(出題一覧):
1) ICMC報告によると、この日最初のセッションで座長を務めたのは誰ですか。
2) ICMC報告にある「Jitterを使って、3次元空間で物理モデル音源による音響合成を可視化したものでした。」という一文を英語に訳してください。
3) ICMC報告を、末尾の文に続けて書き進めてください。

(抽出テキスト):
---
朝イチのセッションに向けての準備風景です。 この日最初のセッションの座長は、McGillのイチロー・フジナガさんです。 イチローさんとは、1991年に初めてICMCに参加した時にお世話になって以来、ICMCのたびに世界各地で再会する、というお友達になっています。 来年はぜひ、SUACに来て欲しいです。

"Paper Session II"の1件目、 "Ali Momeni, David Wessel"による Characterizing and Controlling Musical Material Intuitively with Geometric Models の発表です。 Jitterを使って、3次元空間で物理モデル音源による音響合成を可視化したものでした。 グラデーションでビミョーにモーフィングされたパラメータと、対応した音響のスムースな変化が気持ちいいデモでした。

"Paper Session II"の2件目、 "Matthew Burtner"による Composing for the (dis)Embodied Ensemble: Notational Systems in (dis)Appearances の発表です。 バージニア大学の所属ですが、たぶん彼女はフランス人で、フランス訛りの難解な英語に悩まされました(^_^;)。 スコアに一つの音として記述される個々のサウンドが、それ自体の内部で物理モデルに従って音色変化していくように階層的に記述する、という、音楽的には自然な発想のシステムについての研究でした。

"Paper Session II"の3件目、 "Sergi Jorda"による Sonigraphical Instruments: From FMOL to the reacTable の発表です。 ちょっとこれには引いてしまいますが(^_^;)、 FMOLというシステムをずっと続けている研究の延長です。

3件のペーパーセッションのあとのコーヒーブレークの時間にも、またデモに人だかりが出来ました。 「やったが勝ち」のようです(^_^;)。

午前の次のセッションは"Keynote II"で、フランス・グルノーブルのACROE - ICAのClaude Cadoz氏による ACROE-ICA. Artistic Creation and Computer Interactive Multisensory Simulation Force Feedback Gesture Transducers という招待講演でした。 こちらは、フォースフィードバックに対する「コダワリの歴史」の披露で、これも圧巻でした。 写真にはありませんが、PDFペーパーでその濃い中身を堪能して下さい。
---
保存済みの記録:

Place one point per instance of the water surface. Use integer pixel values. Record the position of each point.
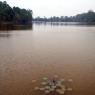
(47, 50)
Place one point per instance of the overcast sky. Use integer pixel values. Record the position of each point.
(54, 7)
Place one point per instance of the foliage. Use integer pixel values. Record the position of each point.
(84, 17)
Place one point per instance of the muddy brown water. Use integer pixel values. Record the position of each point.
(45, 51)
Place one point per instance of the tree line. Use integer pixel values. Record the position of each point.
(84, 17)
(14, 15)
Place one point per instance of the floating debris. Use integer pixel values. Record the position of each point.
(69, 89)
(47, 91)
(42, 89)
(43, 83)
(36, 88)
(56, 76)
(59, 91)
(33, 81)
(70, 80)
(45, 78)
(54, 85)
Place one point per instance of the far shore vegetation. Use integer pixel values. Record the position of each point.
(15, 15)
(88, 17)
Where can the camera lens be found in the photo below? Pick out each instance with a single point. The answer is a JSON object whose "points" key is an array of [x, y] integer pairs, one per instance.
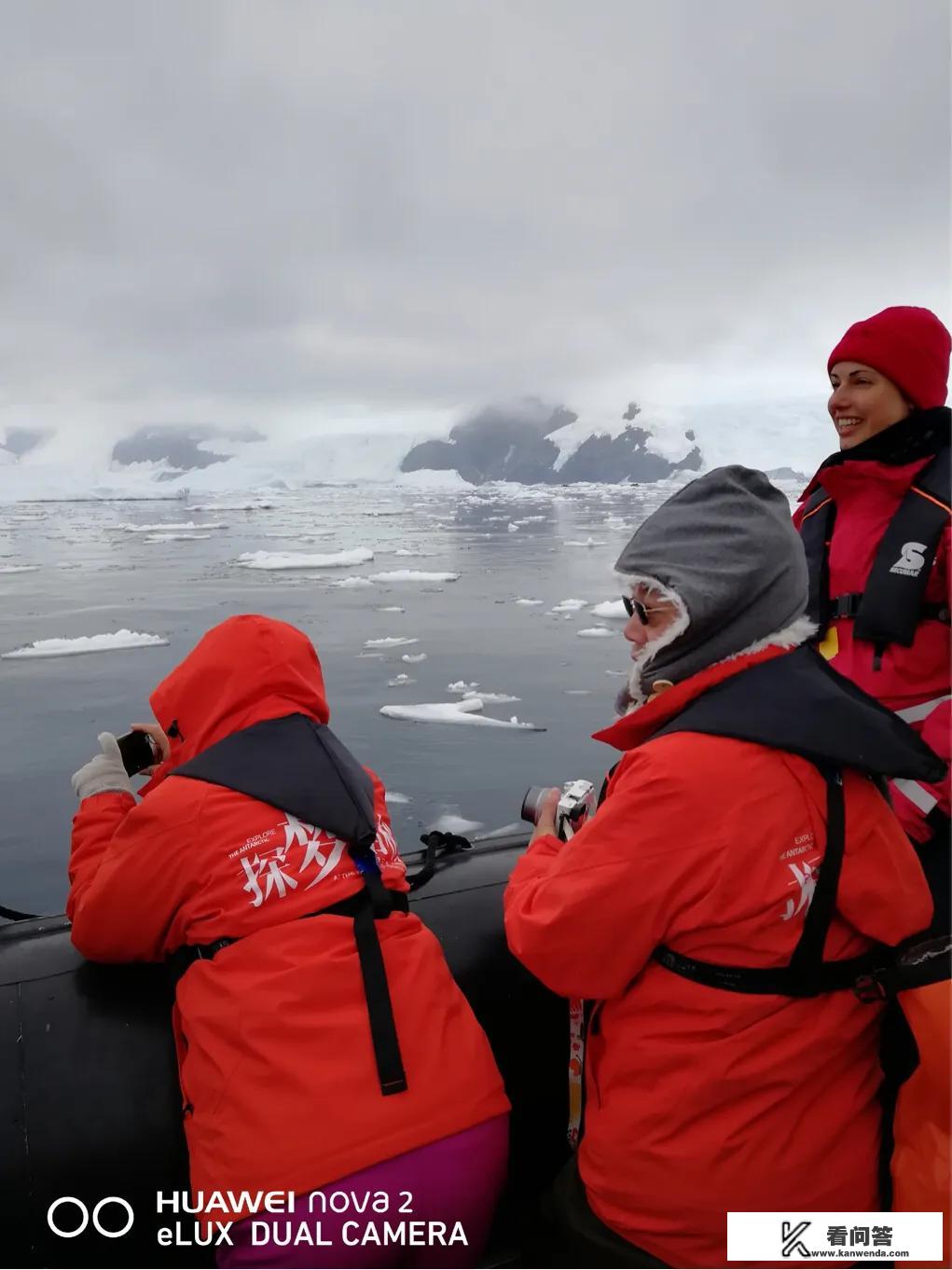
{"points": [[531, 803]]}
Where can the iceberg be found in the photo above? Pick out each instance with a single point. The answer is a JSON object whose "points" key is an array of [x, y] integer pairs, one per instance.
{"points": [[109, 642], [296, 560], [466, 711], [414, 575]]}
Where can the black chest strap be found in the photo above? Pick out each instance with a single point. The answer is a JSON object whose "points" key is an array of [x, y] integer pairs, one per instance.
{"points": [[895, 589], [379, 1009], [891, 604], [299, 767], [807, 974]]}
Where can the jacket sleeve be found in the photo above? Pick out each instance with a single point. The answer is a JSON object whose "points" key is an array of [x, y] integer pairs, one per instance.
{"points": [[586, 916], [127, 879], [391, 863]]}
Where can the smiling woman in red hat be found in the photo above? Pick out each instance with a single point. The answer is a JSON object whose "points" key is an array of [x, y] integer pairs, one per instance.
{"points": [[875, 522]]}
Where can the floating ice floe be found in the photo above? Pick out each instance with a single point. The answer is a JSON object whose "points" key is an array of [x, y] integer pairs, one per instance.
{"points": [[504, 831], [491, 697], [171, 527], [568, 609], [176, 537], [466, 711], [611, 609], [449, 823], [414, 575], [297, 560], [109, 642], [231, 507]]}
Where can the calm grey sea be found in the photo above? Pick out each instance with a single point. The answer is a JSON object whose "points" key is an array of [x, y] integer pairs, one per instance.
{"points": [[95, 575]]}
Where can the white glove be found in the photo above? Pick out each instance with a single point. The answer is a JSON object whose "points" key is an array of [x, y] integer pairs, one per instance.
{"points": [[104, 774]]}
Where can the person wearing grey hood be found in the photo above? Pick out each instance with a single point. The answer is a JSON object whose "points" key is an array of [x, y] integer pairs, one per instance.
{"points": [[743, 870]]}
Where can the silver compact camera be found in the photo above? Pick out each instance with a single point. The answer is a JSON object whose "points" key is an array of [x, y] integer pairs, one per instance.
{"points": [[575, 806]]}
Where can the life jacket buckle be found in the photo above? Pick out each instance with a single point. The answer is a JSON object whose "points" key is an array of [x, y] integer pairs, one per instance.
{"points": [[870, 989]]}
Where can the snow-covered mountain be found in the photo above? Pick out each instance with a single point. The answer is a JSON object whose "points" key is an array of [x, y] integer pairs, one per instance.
{"points": [[538, 444]]}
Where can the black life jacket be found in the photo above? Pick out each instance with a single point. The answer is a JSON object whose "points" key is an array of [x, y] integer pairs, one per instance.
{"points": [[299, 767], [891, 606], [800, 705]]}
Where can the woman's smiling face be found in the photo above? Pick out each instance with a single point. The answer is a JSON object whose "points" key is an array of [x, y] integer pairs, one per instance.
{"points": [[863, 403]]}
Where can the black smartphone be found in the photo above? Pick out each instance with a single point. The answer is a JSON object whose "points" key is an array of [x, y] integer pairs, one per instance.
{"points": [[139, 751]]}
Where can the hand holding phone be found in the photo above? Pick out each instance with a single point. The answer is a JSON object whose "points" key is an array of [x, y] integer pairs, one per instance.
{"points": [[144, 748]]}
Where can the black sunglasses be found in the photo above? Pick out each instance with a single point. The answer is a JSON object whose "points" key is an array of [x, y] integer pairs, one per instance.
{"points": [[633, 607]]}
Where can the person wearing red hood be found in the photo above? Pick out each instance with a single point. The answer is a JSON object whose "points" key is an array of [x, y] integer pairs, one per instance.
{"points": [[875, 522], [334, 1052], [737, 879]]}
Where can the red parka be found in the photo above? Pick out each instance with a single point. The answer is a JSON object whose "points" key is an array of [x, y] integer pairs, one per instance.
{"points": [[912, 681], [701, 1100], [278, 1077]]}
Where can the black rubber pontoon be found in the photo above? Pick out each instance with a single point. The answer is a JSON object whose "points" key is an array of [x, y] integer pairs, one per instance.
{"points": [[89, 1095]]}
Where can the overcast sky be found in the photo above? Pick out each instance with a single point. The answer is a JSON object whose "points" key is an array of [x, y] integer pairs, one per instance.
{"points": [[263, 211]]}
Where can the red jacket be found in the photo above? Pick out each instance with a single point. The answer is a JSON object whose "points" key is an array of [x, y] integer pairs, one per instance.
{"points": [[699, 1100], [278, 1076], [912, 681]]}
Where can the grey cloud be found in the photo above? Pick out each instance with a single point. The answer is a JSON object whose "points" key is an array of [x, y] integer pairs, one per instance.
{"points": [[429, 203]]}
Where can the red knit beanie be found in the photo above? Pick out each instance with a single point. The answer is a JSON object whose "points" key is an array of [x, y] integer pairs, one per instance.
---
(解答一覧):
1) McGillのイチロー・フジナガさんです。

2) It used Jitter to visualize, in three-dimensional space, sound synthesis based on a physical-model sound source.

3)
午後のペーパーセッションは会場を講義室に移して、ホールではコンサートの仕込みが始まりました。 "Report Session III"の1件目は、東大(機械工学/人間工学)からスタンフォードの大学院に進んだ "Motohide Hatanaka"さんによる Bento-Box: A Portable Ergonomic Musical Instrument の発表です。 楽器として完成されているものでもなく、話を聞いてみるとCCRMAなど音楽でなくて機械工学の授業の課題としてやったものを出したら採択されたので発表、というものでした(^_^;)。 しかし、日本の若者が、(僕とは段違いに)立派な英語で発表している風景は気持ちいいものです。

"Report Session III"の2件目は、電通大からスタンフォードに進んだシラカワさんなど3人、 "Hiroko Shiraiwa, Rodrigo Segnini, Vivian Woo"による Sound Kitchen: Designing a Chemically Controlled Musical Performance の発表です。 キッチンと言えば、北村祐子さんの名著「サイバーキッチンミュージック」を思い出しますが、なんとこれは文字通り、キッチンで音楽を作ろうというものでした。 オレンジの果汁とか化学電池の化学反応からの情報をセンサで拾って(CPUはAVR)、そのまま音響合成パラメータとして利用して音楽を「化学反応と同時進行」のライブで生成しよう、というアイデアにはやられました(^_^;)。 スタンフォードCCRMAでMax Mathews先生のゼミで一緒になった3人が共同で研究した「課題」だそうで、3人のうち2人が女性という学生チームが生き生きと研究発表する姿は気持ち良いものでした。

"Report Session III"の3件目は、 "Joel Ryan, Christopher Salter"による TGarden: Wearable Instruments and Augmented Physicality の発表です。 ダンス系で衣装にセンサ、という路線のもののようでした。

"Report Session III"の4件目は、 "David Ventura, Kenji Mase"による Duet Musical Companion: Improvisational Interfaces for Children の発表です。 これはATRの研究だったのですが、ATRはSARSのため海外出張禁止ということで足止めされて発表者は来れませんでした。 ところが、ATRのMichael J. Lyonsさんは、実家がMontreal(出身もMcGill(^_^))ということで、「帰省」のために来れたので、代打で発表しました。 テディーベア内部にセンサを多数詰め込んで音を出し、子供に遊ばせたらどうなるか、というビデオのデモには会場も爆笑でした。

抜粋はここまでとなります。